• Excerpted records
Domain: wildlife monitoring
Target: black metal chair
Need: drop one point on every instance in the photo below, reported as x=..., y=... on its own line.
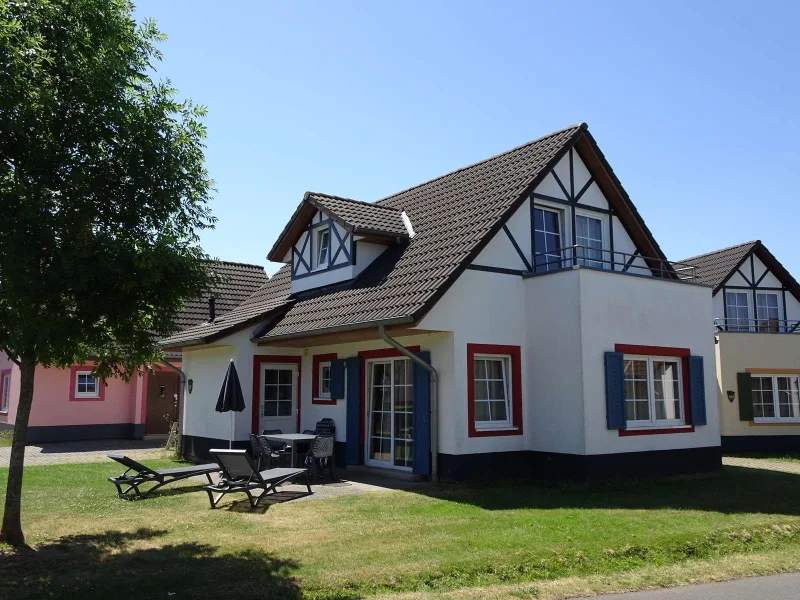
x=320, y=455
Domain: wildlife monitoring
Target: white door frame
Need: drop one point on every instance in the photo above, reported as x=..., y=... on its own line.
x=368, y=407
x=286, y=423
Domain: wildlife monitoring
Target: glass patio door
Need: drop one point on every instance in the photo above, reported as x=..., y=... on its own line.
x=390, y=415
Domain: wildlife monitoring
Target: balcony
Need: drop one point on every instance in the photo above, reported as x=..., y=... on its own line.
x=756, y=326
x=606, y=260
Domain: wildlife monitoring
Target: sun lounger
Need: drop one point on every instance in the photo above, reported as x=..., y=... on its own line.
x=240, y=474
x=139, y=474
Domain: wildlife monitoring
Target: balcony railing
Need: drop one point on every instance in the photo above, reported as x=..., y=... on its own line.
x=620, y=262
x=757, y=325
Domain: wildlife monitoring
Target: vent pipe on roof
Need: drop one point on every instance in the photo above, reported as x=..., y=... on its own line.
x=407, y=223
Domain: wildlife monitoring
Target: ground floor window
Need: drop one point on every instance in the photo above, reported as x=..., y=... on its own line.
x=390, y=408
x=653, y=391
x=492, y=376
x=776, y=397
x=86, y=385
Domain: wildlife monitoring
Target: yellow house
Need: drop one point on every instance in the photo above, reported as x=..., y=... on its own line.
x=757, y=313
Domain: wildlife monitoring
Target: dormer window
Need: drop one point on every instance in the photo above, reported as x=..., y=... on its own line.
x=321, y=247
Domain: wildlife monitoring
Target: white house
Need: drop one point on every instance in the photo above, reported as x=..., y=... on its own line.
x=757, y=322
x=511, y=318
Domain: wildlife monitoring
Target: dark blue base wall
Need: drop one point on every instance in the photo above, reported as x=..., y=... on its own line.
x=71, y=433
x=546, y=466
x=761, y=443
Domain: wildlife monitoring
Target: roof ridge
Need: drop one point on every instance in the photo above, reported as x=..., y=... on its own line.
x=750, y=243
x=342, y=198
x=581, y=125
x=232, y=262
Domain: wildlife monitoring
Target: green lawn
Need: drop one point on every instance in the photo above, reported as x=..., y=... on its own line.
x=5, y=438
x=88, y=543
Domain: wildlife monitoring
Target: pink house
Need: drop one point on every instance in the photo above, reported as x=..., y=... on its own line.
x=71, y=404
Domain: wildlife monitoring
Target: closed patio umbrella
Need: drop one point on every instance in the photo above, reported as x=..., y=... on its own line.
x=230, y=396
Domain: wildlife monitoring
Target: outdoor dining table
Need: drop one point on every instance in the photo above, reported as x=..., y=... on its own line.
x=291, y=439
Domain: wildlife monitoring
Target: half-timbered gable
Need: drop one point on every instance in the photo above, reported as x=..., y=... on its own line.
x=753, y=291
x=566, y=221
x=335, y=239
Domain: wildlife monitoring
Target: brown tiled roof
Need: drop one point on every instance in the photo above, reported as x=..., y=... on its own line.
x=238, y=283
x=361, y=217
x=715, y=267
x=453, y=216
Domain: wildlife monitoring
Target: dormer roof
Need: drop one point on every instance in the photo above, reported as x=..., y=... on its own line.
x=371, y=221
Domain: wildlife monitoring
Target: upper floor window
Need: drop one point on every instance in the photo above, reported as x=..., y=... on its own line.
x=547, y=239
x=86, y=385
x=776, y=397
x=737, y=310
x=5, y=391
x=767, y=311
x=653, y=394
x=589, y=238
x=325, y=380
x=322, y=239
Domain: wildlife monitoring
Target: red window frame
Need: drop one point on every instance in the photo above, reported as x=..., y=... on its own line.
x=666, y=351
x=259, y=360
x=363, y=357
x=516, y=388
x=315, y=395
x=73, y=377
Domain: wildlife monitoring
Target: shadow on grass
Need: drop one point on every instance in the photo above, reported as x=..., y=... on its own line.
x=133, y=565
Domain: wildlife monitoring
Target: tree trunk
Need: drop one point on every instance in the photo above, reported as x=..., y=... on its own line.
x=11, y=532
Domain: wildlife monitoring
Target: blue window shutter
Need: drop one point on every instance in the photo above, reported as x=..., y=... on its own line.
x=697, y=390
x=422, y=417
x=615, y=390
x=353, y=444
x=337, y=379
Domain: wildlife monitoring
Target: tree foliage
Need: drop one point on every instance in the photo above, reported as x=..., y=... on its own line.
x=103, y=188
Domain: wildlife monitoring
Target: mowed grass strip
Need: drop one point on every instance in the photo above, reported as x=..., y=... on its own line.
x=87, y=542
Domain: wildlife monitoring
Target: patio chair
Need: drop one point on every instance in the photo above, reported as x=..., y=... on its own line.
x=138, y=474
x=321, y=454
x=261, y=452
x=326, y=427
x=241, y=475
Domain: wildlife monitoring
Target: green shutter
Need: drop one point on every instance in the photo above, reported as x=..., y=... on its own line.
x=745, y=382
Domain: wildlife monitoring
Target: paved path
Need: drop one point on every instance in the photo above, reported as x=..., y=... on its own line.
x=784, y=466
x=83, y=452
x=771, y=587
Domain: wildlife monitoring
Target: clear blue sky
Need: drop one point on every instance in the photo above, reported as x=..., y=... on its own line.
x=695, y=104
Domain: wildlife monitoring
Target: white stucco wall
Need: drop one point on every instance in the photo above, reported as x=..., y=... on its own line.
x=642, y=311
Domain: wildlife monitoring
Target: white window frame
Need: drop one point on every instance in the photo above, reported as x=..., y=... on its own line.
x=766, y=320
x=604, y=245
x=653, y=422
x=320, y=393
x=317, y=233
x=564, y=234
x=775, y=399
x=95, y=393
x=738, y=327
x=5, y=392
x=508, y=378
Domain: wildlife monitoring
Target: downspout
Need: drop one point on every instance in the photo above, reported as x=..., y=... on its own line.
x=182, y=405
x=434, y=397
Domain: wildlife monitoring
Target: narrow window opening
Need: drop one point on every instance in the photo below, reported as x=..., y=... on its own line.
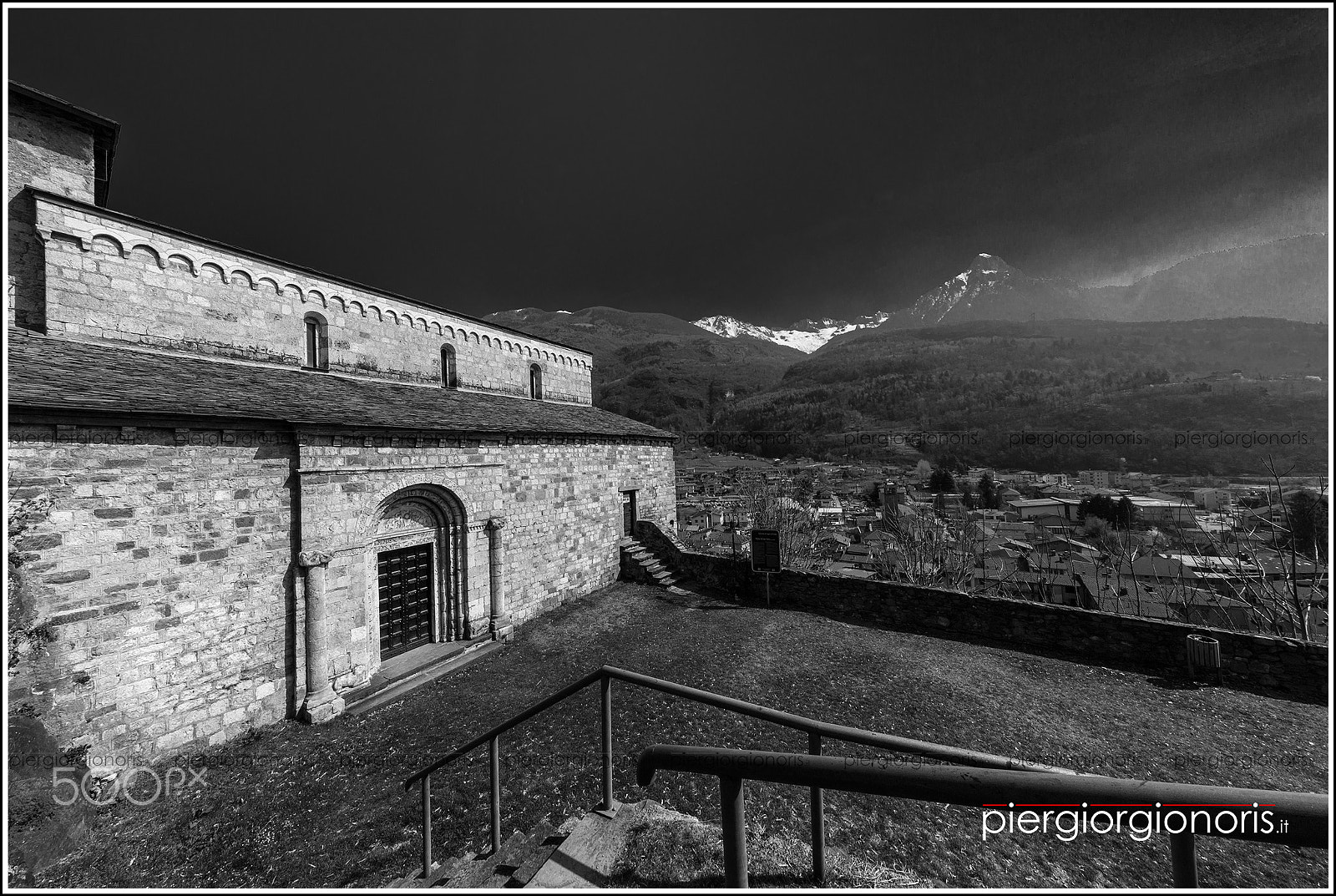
x=534, y=381
x=448, y=376
x=317, y=343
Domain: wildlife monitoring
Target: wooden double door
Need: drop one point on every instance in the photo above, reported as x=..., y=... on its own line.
x=405, y=583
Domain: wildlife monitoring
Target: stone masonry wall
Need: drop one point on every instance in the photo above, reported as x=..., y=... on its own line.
x=114, y=278
x=162, y=572
x=560, y=499
x=164, y=569
x=53, y=153
x=1278, y=666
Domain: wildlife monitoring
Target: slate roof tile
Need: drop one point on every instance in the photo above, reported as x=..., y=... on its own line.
x=62, y=374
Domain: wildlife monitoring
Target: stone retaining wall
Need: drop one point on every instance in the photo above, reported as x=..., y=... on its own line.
x=1283, y=666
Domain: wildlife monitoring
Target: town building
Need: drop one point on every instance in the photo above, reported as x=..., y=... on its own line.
x=245, y=485
x=1213, y=499
x=1102, y=478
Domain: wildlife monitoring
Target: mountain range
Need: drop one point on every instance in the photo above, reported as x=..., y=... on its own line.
x=1283, y=280
x=993, y=349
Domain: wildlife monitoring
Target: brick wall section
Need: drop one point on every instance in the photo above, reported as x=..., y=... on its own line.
x=110, y=278
x=166, y=570
x=1278, y=666
x=560, y=499
x=53, y=153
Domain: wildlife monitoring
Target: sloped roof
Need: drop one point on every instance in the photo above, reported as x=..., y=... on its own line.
x=62, y=374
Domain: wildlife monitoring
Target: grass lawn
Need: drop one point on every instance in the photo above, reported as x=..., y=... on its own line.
x=296, y=806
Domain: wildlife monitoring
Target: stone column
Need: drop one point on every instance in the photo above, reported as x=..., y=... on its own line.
x=501, y=624
x=321, y=702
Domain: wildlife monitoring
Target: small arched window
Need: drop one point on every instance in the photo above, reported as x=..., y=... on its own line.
x=448, y=376
x=317, y=342
x=534, y=381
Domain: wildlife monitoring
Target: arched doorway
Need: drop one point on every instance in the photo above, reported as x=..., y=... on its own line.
x=418, y=570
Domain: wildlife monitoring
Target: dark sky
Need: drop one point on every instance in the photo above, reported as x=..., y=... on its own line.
x=765, y=163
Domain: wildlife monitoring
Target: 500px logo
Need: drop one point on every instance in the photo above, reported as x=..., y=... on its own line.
x=91, y=788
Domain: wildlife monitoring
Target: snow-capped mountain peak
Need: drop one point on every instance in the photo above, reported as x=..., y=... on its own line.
x=984, y=276
x=806, y=336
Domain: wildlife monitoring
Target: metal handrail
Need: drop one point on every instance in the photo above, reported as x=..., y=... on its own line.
x=815, y=731
x=1296, y=819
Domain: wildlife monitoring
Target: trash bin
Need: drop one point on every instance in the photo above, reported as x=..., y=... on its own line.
x=1204, y=653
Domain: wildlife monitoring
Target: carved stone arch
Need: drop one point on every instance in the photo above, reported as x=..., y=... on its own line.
x=416, y=519
x=149, y=251
x=180, y=262
x=107, y=242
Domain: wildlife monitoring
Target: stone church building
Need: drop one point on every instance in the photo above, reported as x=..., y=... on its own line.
x=245, y=485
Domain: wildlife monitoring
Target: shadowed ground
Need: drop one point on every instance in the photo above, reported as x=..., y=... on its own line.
x=296, y=806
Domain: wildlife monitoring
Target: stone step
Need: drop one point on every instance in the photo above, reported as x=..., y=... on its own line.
x=590, y=855
x=367, y=700
x=440, y=871
x=480, y=871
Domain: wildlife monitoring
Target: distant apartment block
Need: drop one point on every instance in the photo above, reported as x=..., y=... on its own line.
x=1102, y=478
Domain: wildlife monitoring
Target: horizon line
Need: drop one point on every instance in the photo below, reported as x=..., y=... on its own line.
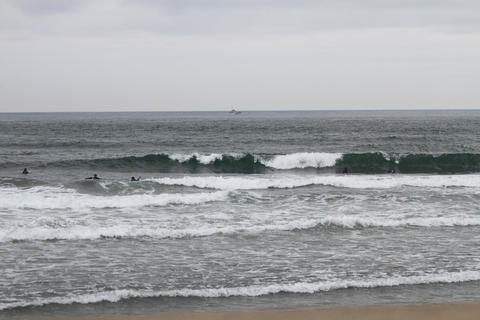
x=259, y=110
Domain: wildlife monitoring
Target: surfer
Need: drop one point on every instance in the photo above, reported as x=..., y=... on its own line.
x=95, y=177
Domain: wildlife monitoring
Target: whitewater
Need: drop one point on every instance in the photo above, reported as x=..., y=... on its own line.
x=259, y=209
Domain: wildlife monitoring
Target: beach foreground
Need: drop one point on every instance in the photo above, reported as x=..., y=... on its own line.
x=410, y=312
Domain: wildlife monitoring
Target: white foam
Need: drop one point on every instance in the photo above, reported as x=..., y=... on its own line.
x=303, y=160
x=346, y=181
x=60, y=198
x=61, y=228
x=202, y=158
x=255, y=290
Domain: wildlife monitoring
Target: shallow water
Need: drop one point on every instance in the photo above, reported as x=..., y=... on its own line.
x=237, y=211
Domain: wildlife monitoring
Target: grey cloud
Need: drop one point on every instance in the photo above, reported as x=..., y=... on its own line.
x=42, y=7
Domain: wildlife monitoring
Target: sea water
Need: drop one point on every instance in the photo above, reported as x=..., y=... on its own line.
x=237, y=211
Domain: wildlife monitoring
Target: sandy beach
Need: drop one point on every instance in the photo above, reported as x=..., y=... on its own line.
x=410, y=312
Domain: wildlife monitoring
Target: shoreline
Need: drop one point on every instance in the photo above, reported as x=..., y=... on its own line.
x=443, y=311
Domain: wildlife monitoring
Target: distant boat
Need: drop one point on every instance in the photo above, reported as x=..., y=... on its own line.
x=233, y=111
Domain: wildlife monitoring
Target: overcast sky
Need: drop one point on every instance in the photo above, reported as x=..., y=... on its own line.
x=144, y=55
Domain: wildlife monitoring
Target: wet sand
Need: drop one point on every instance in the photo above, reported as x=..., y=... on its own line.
x=468, y=311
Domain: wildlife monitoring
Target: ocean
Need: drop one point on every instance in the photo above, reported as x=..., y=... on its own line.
x=256, y=210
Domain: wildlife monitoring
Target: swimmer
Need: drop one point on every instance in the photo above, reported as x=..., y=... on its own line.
x=95, y=177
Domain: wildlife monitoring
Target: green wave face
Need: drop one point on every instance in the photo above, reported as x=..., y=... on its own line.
x=362, y=163
x=163, y=163
x=414, y=163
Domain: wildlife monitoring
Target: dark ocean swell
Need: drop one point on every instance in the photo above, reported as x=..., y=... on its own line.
x=361, y=163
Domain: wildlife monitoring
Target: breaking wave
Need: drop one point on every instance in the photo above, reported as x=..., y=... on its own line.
x=366, y=163
x=63, y=229
x=253, y=290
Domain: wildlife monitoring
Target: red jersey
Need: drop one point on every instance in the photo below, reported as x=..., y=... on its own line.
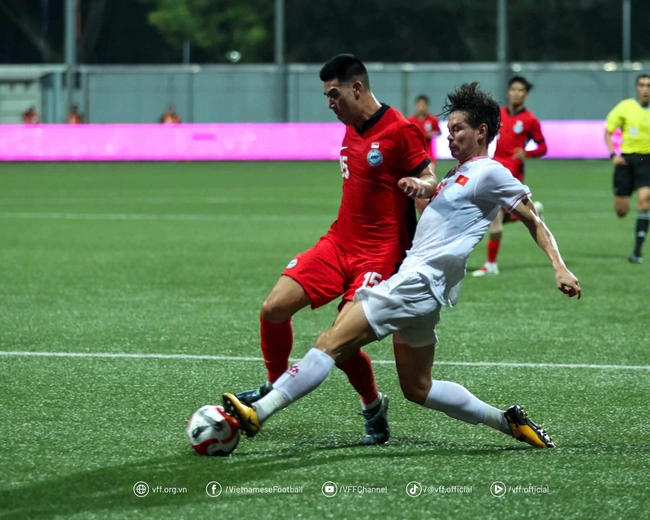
x=516, y=130
x=428, y=124
x=376, y=216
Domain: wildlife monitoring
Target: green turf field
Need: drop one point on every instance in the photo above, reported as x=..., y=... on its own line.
x=175, y=259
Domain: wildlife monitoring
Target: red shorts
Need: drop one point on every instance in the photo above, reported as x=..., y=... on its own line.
x=326, y=271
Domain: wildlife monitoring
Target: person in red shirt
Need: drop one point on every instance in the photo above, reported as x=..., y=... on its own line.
x=170, y=117
x=428, y=123
x=31, y=117
x=384, y=165
x=518, y=126
x=74, y=117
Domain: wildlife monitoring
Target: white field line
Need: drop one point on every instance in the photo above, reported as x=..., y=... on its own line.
x=124, y=355
x=215, y=218
x=180, y=218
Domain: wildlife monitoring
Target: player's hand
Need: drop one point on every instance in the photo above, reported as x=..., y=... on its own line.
x=567, y=283
x=414, y=187
x=520, y=154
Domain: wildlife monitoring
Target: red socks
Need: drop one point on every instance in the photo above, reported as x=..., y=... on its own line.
x=493, y=250
x=359, y=371
x=276, y=342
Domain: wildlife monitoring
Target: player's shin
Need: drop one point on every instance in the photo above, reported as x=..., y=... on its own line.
x=642, y=224
x=301, y=379
x=458, y=402
x=276, y=343
x=358, y=368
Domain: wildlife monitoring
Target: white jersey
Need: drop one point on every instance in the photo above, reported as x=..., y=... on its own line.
x=453, y=223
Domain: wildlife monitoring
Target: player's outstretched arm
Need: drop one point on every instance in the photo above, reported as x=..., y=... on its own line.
x=421, y=187
x=565, y=280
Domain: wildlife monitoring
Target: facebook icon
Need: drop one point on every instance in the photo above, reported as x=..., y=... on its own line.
x=213, y=489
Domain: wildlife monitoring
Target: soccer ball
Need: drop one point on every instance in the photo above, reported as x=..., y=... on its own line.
x=211, y=431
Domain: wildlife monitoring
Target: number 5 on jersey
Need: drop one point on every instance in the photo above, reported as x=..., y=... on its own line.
x=371, y=279
x=345, y=171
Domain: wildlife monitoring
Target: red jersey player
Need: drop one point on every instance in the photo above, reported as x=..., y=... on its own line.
x=518, y=126
x=383, y=162
x=428, y=123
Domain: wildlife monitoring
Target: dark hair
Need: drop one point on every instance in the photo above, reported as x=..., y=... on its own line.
x=479, y=107
x=520, y=79
x=347, y=68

• Exercise details
Can you echo the items, starting with the first line and going on through the line with "x=757, y=325", keeping every line unchanged? Leave the pictures out of your answer.

• The result
Domain: wildlife monitoring
Target: black metal chair
Need: drop one point on every instance in the photo below, reported as x=..., y=... on its own line.
x=320, y=455
Domain: wildlife monitoring
Target: white door frame
Need: drop one point on every instance in the photo above, reported as x=..., y=... on its own line.
x=368, y=407
x=286, y=423
Domain: wildlife monitoring
Target: glass patio door
Need: drop one point on every instance in the photo above, reported as x=..., y=... on its own line.
x=390, y=415
Domain: wildlife monitoring
Target: balcony
Need: drop one point on every instance in the photo above, reported as x=..., y=... on its own line.
x=756, y=326
x=606, y=260
Domain: wildlife monitoring
Target: sun lounger
Need: drop one point on every instance in the photo above, reported as x=..., y=... on its own line.
x=240, y=474
x=139, y=474
Domain: wildlife monitoring
Target: balcony railing
Need: drop one point on every instance in the photo above, reported as x=..., y=... on its own line.
x=620, y=262
x=757, y=325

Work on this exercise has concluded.